Edit the data below by replacing "Mark one point" with "Place a single point" everywhere it appears, and keep every other line the same. Leave the pictures out of your answer.
————
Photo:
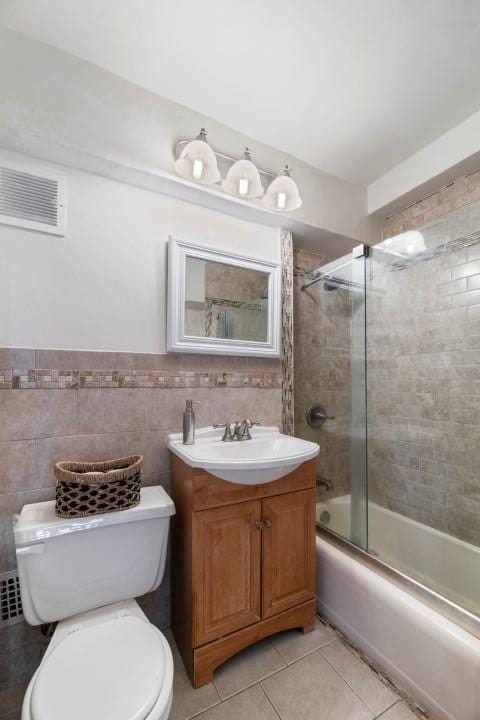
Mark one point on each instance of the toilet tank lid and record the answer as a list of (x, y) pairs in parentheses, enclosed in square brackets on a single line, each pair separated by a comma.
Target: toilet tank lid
[(37, 522)]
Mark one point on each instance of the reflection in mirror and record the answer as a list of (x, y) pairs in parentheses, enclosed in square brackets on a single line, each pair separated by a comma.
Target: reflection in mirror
[(225, 301)]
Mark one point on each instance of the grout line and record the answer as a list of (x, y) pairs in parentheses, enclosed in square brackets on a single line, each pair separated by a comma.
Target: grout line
[(364, 702), (269, 701), (379, 672), (382, 714)]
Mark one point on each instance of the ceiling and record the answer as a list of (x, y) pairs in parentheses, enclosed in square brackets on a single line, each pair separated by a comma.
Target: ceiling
[(352, 87)]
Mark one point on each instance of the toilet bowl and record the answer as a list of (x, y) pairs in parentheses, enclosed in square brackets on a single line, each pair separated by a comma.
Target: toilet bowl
[(111, 664), (106, 661)]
————
● CORRECT RESULT
Photo:
Place a single point on each instance of the toilet tank lid and record the answer as a list of (x, y) pairs in parentheses, enclosed in square brackets on a single line, each pair separated by a comma.
Target: toilet tank lid
[(37, 522)]
Place a single point on each instance of the reflection in mirror and record the answer as a list of (x, y) pairs in parentheses, enclosed in square brackets on a single line, each pair separated by a comma.
Target: reflection in mirror
[(225, 301)]
Place a single point on each instance of the grout line and record the answer as a list of (x, y) pairs in parentheses, enclosed in square brackets on a single line, each pair separated by a comma.
Target: grout line
[(364, 702), (269, 701), (379, 672), (382, 714)]
Place a single point on each instance of the ceiling and record the answer as a list of (x, y) pairs in parentheses, enclosed in square brackets on a single line, each pair separated by a comma.
Target: ceiling
[(352, 87)]
Place a single point on each instance of the toilet bowl and record the answer as a list of (x, y) pairs in parentheses, enclosed in square brackets on a single line, each pair separated by a comma.
Target: toilet bowl
[(111, 664), (106, 661)]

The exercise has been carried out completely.